## GOAL
State how many lines of the records below contain the string "field", treating case as significant. Give only the number.

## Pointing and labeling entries
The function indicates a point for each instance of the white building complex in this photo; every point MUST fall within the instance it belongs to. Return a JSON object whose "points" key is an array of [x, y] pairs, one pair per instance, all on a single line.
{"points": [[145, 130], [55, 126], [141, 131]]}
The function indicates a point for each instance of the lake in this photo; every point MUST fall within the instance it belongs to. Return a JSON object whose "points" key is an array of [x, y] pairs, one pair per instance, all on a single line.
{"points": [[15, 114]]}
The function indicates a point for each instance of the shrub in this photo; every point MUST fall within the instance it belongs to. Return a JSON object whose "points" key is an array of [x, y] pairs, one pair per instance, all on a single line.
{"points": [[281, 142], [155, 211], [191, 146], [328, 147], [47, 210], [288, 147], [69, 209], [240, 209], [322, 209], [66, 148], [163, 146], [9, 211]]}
--
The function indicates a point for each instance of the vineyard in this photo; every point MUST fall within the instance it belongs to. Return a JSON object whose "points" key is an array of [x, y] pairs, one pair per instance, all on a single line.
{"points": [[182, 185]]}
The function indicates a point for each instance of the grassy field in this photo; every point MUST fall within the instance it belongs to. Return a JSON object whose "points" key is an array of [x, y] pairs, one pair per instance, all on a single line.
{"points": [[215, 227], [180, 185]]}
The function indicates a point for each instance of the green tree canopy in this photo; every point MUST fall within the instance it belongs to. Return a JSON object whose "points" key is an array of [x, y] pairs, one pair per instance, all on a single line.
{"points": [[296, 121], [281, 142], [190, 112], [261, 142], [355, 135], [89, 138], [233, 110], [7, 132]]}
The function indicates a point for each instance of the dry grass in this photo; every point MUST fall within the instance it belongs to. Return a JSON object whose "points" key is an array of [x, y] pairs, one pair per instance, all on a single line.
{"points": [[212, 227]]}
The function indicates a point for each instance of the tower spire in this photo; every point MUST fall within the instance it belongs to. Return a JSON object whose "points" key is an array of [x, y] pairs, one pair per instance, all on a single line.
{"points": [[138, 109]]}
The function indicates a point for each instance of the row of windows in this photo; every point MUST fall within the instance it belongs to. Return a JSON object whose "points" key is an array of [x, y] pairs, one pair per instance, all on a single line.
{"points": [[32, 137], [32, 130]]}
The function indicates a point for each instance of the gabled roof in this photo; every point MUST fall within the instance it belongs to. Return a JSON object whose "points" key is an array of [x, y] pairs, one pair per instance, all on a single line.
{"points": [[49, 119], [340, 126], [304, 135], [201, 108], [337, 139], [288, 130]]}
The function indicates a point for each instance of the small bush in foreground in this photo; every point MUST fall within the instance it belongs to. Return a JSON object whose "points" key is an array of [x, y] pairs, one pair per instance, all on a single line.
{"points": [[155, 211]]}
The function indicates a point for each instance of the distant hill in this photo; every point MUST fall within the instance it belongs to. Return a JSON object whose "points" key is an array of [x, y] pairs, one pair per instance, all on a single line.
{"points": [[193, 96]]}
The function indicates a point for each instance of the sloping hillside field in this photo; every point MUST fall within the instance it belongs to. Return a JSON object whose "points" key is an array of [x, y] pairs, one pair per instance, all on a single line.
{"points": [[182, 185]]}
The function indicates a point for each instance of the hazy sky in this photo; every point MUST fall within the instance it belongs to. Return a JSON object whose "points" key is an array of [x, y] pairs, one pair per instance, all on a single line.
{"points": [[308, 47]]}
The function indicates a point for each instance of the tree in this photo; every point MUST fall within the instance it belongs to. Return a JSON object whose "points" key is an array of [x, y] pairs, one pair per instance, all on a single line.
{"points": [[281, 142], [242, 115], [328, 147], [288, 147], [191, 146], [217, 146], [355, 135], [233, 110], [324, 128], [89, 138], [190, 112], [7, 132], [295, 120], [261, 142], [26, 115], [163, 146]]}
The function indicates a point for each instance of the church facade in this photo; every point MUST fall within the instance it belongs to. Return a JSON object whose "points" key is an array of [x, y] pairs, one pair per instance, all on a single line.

## THE RESULT
2